What you have to do: Transcribe the tail of the listing: start at the line containing "the black sky" and stop after the last line, keeping every character as is and adding nothing.

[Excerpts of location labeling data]
# # # # # # #

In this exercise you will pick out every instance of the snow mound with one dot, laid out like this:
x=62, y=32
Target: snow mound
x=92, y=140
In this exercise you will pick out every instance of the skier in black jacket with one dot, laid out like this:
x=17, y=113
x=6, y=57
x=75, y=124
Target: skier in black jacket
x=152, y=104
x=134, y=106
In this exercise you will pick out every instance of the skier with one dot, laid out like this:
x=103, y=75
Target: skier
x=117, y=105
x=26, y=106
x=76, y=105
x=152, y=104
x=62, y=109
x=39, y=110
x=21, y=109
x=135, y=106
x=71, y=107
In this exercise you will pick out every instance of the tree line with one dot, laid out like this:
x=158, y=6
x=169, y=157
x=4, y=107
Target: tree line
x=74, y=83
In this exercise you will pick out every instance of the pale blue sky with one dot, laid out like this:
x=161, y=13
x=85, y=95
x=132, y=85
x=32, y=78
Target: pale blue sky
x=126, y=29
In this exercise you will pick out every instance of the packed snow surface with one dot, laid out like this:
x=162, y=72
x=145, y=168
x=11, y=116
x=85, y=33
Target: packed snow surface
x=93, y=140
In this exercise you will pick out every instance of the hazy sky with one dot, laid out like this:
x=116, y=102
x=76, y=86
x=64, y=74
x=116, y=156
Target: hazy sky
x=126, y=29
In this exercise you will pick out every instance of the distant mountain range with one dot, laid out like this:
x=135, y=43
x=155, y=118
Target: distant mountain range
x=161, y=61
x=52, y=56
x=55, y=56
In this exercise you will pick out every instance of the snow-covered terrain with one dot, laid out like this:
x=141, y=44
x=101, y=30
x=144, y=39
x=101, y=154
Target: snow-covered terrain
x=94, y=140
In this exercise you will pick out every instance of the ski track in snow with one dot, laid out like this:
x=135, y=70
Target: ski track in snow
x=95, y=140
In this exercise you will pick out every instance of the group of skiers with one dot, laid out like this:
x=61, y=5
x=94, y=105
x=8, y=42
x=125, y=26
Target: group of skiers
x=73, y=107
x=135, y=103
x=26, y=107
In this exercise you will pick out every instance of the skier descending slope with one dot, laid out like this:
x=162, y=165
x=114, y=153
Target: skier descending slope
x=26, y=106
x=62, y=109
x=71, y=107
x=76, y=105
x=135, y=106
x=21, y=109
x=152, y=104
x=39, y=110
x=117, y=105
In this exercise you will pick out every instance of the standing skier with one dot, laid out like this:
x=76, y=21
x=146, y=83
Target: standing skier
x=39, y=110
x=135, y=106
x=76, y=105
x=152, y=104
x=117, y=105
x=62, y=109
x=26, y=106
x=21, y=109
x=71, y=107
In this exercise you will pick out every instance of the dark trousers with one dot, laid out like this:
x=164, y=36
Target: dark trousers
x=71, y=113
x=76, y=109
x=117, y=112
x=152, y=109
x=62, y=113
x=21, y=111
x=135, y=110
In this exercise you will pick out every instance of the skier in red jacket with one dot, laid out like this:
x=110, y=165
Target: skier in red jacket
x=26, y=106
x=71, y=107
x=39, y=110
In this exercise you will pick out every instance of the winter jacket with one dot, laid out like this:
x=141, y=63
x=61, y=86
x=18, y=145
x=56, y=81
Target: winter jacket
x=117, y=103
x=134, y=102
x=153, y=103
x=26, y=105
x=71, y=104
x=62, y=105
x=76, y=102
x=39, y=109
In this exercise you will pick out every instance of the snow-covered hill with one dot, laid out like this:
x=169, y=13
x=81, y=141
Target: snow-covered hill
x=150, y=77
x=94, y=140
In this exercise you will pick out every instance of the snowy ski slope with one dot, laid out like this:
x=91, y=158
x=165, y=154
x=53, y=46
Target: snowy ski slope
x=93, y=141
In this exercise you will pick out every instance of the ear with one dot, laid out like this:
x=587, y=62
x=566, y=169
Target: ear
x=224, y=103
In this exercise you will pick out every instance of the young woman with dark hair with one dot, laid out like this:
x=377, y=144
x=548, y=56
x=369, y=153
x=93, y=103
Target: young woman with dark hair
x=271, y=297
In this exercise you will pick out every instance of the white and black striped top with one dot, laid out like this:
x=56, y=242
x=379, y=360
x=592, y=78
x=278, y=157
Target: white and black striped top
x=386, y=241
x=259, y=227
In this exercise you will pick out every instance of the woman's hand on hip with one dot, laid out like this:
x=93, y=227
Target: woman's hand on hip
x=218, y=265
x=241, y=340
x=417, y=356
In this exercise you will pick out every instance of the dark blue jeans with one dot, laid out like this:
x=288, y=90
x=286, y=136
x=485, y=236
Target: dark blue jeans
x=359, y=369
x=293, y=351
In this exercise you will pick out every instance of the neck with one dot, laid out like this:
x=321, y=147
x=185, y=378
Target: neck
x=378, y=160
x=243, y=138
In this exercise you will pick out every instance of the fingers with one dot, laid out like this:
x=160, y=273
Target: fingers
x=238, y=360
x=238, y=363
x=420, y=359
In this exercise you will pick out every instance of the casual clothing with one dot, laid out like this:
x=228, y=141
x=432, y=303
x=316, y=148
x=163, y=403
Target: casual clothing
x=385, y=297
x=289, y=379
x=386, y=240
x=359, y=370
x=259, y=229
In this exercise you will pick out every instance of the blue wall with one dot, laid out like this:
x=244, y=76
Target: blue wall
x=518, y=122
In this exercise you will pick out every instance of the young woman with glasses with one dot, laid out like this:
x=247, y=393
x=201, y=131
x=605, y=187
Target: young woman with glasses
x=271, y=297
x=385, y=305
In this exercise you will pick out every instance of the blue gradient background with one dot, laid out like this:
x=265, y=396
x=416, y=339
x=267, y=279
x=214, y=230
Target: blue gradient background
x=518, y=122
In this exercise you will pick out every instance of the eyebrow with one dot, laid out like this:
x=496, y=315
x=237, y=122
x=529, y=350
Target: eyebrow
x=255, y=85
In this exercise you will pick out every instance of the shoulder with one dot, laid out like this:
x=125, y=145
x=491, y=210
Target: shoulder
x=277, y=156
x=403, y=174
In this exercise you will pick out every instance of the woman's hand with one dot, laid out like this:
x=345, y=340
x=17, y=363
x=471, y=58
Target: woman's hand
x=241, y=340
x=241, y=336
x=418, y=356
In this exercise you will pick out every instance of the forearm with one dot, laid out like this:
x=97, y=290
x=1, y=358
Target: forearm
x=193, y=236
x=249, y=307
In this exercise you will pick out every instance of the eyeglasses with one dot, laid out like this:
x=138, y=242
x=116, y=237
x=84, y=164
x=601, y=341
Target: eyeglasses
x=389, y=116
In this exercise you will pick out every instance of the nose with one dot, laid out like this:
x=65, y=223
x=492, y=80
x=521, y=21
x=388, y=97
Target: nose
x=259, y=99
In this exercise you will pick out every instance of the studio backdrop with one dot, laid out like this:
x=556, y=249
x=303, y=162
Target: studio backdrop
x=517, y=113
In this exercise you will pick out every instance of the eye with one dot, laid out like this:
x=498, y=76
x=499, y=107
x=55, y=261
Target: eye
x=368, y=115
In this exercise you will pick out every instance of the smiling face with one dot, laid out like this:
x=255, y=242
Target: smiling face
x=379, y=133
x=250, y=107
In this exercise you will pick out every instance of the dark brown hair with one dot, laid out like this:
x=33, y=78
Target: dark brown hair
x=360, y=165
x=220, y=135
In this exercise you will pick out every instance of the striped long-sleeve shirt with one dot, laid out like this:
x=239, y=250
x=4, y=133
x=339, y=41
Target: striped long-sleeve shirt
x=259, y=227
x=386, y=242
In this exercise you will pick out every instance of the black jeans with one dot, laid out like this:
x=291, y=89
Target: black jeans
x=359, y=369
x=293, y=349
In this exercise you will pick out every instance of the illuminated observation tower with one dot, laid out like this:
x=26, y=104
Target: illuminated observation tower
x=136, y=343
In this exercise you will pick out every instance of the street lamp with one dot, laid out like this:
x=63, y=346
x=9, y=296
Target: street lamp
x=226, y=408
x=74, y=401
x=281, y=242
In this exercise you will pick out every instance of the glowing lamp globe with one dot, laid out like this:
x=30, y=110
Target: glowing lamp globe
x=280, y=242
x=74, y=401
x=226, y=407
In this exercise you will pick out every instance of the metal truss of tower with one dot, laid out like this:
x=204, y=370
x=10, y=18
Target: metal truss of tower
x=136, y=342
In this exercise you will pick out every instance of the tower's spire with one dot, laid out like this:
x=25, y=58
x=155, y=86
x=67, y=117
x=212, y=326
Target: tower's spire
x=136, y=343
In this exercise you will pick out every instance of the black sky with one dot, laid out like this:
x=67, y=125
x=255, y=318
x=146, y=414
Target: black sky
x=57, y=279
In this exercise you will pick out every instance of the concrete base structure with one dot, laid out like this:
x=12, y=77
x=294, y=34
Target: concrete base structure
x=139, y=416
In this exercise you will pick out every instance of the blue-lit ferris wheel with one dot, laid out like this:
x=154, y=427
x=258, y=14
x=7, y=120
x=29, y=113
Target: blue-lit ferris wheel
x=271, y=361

# # # # # # #

Answer to the problem:
In this exercise you will pick out every instance of the black sky with one dot, laid out like this:
x=67, y=125
x=255, y=318
x=146, y=414
Target: black sky
x=57, y=279
In this exercise you will pick out every instance of the concrete base structure with one dot, laid out like this:
x=12, y=77
x=294, y=34
Target: concrete base structure
x=139, y=416
In this exercise you will pick out every instance of the blue-lit ferris wheel with one dot, laid out like this:
x=154, y=427
x=258, y=14
x=7, y=120
x=29, y=113
Target: blue-lit ferris wheel
x=271, y=361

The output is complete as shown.